What the task asks: Carry on the review of Raeburn Miller's selected poems, picking up after its last sentence.

Page text:
* * * *

The Comma after Love: Selected Poems of Raeburn Miller
edited by Donald Justice, Cooper R. Mackin,
and Richard D. Olson.
The University of Akron Press
Akron Series in Poetry, 1994.
114 pages; $24.95 (cloth); 12.95 (paper).
Review by June Owens
And the Colors are Green and Blue
If ever a book of contemporary poetry by a largely unknown poet deserved out attention, that book is The Comma after Love: Selected Poems by Raeburn Miller, who died in 1990 just short of his fifty-sixth year. Not to say that this is the poet's first book; another, Millenary, and two chapbooks precede it, and the University of Akron Press will offer the Collected Poetry of Raeburn Miller in a special edition on computer disk. What I mean is that Miller's posthumously published collection is a necessary addition to the shelves of lasting work.

* * * *

Source data:
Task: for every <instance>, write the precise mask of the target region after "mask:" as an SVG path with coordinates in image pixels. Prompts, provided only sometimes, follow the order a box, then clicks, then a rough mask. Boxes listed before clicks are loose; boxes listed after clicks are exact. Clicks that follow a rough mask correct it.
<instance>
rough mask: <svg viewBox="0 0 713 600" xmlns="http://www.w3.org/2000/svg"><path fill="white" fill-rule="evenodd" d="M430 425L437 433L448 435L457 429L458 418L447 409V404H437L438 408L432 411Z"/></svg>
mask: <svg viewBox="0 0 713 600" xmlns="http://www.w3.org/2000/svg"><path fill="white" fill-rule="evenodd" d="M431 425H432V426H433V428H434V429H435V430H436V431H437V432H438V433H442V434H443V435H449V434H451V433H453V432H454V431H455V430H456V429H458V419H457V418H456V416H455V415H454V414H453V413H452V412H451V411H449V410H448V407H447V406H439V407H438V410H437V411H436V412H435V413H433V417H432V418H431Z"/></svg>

* * * *

Result:
In the introduction, Donald Justice, whose work is widely acknowledged and admired (Lamont Poetry Selection, 1959; Pulitzer Prize, 1980), says of Miller, "He was a natural poet who found writing a thing he did simple as a part, an important part, or staying alive." The poems comprising The Comma after Love were chosen from over nine hundred Miller left behind. Justice did the choosing. He chose seventy-four poems, hand-picked so that we can appreciate as diverse a spectrum of Miller's work as is possible in one brief book--from pieces based on classic and foreign forms to deeply meditative, inventive, indeed reverential ones. And we are mentally, emotionally rattled by their contents. Almost all of these poems, particularly the long ones have the same pair of appealing traits--Miller may tear at the tissue of our composure, but, even at their saddest, the poems celebrate. They talk with us. They speak for us. In these cold, double-talk days of rap and zap and everybody's out to get me, Jack, beauty spoken in Miller's quiet, graceful voice answers our need for sanity and clarity.
Justice shares a brief, fascinating story: Miller's teacher had assigned the writing of a complete sonnet, with a week's deadline. During the short walk home, Miller wrote five or six sonnets, in his head. Justice tells us, too, that Miller wrestled with certain concepts--sexuality, religion, love--and while the poems bear that out, one wonders if his largest struggles may not have been with meanings, with life and loss. Whatever the underlying factors, these poems decant their brilliant observations back and forth from one vessel (Miller) to another (us), like a fine new wine.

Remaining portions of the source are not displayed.